* [Information supplied]
= = = = = = =

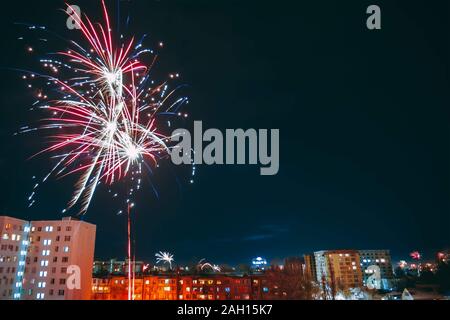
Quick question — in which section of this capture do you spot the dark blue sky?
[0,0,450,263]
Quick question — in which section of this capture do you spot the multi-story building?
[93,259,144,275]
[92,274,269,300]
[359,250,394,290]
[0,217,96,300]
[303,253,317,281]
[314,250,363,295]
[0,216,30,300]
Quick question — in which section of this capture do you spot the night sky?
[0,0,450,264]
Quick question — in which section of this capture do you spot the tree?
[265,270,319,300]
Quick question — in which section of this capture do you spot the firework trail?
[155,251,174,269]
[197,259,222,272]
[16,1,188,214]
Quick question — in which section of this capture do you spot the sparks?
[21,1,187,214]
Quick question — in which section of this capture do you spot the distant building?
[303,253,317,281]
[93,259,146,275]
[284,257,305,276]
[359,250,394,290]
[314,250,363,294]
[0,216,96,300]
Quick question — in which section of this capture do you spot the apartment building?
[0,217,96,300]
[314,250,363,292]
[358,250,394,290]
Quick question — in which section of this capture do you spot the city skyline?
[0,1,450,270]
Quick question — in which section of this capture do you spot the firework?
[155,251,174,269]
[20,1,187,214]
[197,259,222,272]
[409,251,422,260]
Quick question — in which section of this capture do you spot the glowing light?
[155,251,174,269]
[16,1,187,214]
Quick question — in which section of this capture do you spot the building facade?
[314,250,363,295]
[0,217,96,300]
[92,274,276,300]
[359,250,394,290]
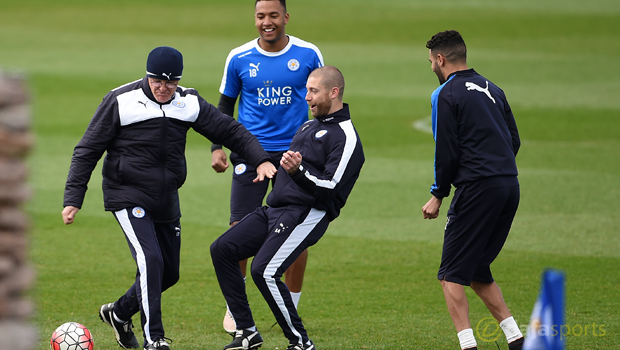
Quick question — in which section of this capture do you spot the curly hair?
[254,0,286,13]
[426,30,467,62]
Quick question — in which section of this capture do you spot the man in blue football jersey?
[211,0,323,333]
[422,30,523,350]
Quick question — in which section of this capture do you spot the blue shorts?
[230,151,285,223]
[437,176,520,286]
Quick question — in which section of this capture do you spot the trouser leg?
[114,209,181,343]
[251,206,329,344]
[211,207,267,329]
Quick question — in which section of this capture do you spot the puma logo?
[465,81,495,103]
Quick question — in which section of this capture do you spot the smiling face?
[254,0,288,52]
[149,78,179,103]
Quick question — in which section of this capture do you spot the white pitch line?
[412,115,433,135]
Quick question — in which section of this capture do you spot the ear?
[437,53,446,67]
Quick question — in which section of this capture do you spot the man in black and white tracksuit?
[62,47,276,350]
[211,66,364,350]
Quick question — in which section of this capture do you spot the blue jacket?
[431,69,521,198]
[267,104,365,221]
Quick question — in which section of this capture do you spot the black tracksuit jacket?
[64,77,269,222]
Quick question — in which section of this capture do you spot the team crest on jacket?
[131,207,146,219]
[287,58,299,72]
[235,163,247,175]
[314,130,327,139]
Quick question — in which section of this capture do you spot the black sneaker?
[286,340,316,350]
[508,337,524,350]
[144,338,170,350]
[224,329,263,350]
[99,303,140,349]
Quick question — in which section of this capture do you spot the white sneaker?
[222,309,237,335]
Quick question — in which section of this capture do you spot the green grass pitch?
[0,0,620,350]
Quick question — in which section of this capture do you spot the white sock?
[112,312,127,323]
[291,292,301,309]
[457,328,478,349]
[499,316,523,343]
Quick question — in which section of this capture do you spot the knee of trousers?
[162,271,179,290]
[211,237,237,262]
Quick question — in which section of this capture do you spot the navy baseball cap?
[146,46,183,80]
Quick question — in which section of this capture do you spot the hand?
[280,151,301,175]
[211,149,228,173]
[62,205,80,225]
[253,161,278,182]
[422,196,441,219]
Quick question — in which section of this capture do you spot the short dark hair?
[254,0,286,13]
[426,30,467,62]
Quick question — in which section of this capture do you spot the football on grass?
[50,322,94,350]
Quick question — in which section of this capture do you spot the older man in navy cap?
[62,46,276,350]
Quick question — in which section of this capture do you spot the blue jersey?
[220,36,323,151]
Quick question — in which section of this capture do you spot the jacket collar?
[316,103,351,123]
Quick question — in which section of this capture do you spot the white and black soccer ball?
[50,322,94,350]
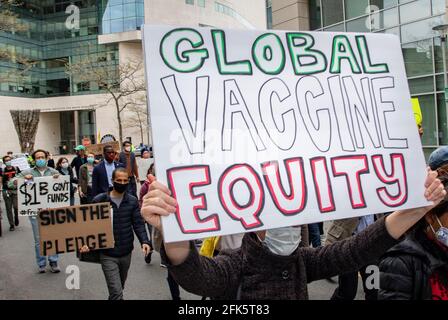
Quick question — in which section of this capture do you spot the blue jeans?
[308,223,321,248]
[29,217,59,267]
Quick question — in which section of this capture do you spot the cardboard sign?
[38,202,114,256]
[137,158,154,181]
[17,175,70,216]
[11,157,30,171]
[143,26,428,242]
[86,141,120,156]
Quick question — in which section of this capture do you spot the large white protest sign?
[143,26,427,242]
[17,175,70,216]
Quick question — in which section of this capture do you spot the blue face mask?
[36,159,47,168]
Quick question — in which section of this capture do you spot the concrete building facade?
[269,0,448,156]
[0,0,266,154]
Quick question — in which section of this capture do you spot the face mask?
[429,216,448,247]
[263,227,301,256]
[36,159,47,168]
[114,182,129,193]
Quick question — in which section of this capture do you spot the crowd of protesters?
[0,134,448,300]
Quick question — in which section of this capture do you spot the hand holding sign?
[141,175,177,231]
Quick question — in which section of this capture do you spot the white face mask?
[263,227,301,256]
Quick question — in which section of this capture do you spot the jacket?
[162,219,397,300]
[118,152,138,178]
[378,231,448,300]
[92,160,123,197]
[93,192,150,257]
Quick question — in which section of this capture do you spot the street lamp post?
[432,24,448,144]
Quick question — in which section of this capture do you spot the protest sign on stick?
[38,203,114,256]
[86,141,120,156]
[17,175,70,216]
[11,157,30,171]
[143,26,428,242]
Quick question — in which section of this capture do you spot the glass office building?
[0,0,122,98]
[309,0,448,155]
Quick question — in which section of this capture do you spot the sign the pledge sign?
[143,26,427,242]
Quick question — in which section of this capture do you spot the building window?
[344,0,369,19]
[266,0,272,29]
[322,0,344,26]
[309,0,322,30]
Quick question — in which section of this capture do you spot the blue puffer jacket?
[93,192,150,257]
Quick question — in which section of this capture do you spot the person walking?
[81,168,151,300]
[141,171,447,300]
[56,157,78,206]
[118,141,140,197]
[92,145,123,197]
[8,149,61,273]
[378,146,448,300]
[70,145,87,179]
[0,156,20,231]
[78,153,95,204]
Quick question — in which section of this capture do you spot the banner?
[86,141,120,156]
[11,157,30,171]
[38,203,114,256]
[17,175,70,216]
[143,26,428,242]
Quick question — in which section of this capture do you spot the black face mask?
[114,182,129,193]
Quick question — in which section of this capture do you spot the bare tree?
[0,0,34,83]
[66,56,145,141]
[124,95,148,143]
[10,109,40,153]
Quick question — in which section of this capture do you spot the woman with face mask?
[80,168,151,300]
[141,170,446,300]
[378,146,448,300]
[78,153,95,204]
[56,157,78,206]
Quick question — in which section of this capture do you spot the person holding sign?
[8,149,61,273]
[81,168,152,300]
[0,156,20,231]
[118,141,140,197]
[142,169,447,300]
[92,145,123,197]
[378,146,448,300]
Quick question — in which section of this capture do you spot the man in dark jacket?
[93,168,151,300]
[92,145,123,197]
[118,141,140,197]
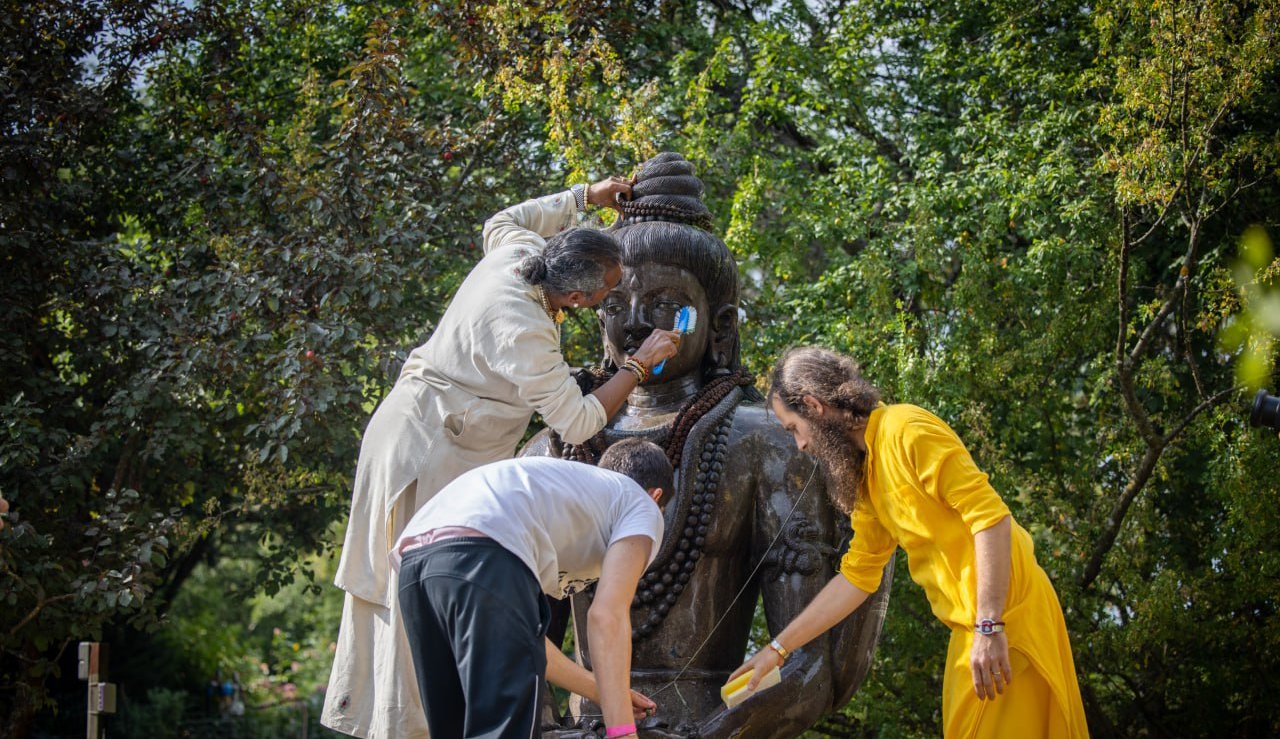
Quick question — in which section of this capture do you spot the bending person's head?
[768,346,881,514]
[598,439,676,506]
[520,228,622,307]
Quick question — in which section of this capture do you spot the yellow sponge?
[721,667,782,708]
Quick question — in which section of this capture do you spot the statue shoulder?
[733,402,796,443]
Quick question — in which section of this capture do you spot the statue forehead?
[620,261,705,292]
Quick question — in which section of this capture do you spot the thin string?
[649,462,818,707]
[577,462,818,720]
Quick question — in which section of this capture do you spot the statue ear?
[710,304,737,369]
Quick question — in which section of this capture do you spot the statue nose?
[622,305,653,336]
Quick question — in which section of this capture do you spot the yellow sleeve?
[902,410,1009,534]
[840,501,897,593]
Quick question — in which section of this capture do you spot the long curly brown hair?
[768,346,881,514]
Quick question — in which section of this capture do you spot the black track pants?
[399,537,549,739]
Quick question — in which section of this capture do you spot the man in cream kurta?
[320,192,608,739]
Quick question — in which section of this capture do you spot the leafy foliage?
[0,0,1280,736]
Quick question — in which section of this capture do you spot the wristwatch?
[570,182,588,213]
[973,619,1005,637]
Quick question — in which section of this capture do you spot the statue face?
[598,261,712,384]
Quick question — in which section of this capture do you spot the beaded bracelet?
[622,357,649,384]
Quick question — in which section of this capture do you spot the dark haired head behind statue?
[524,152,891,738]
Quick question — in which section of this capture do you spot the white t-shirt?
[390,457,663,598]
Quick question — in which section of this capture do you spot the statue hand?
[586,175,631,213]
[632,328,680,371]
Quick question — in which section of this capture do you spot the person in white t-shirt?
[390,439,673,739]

= = = = = = =

* [Aim] Copy out the rows above verbatim, starting with the line containing "the statue forehead?" and ending with the line containing "[622,305,653,336]", including both of those lines.

* [Expected answer]
Quick question — in which section of this capture do you spot the statue forehead?
[620,261,705,292]
Quick question — in which section of this capture do you spot the thin string?
[649,462,818,707]
[577,462,818,720]
Quick question — in which section of this capture do you spot the statue ear?
[710,304,737,369]
Quick question — in which section of this capture do you spot the statue nose?
[622,305,653,336]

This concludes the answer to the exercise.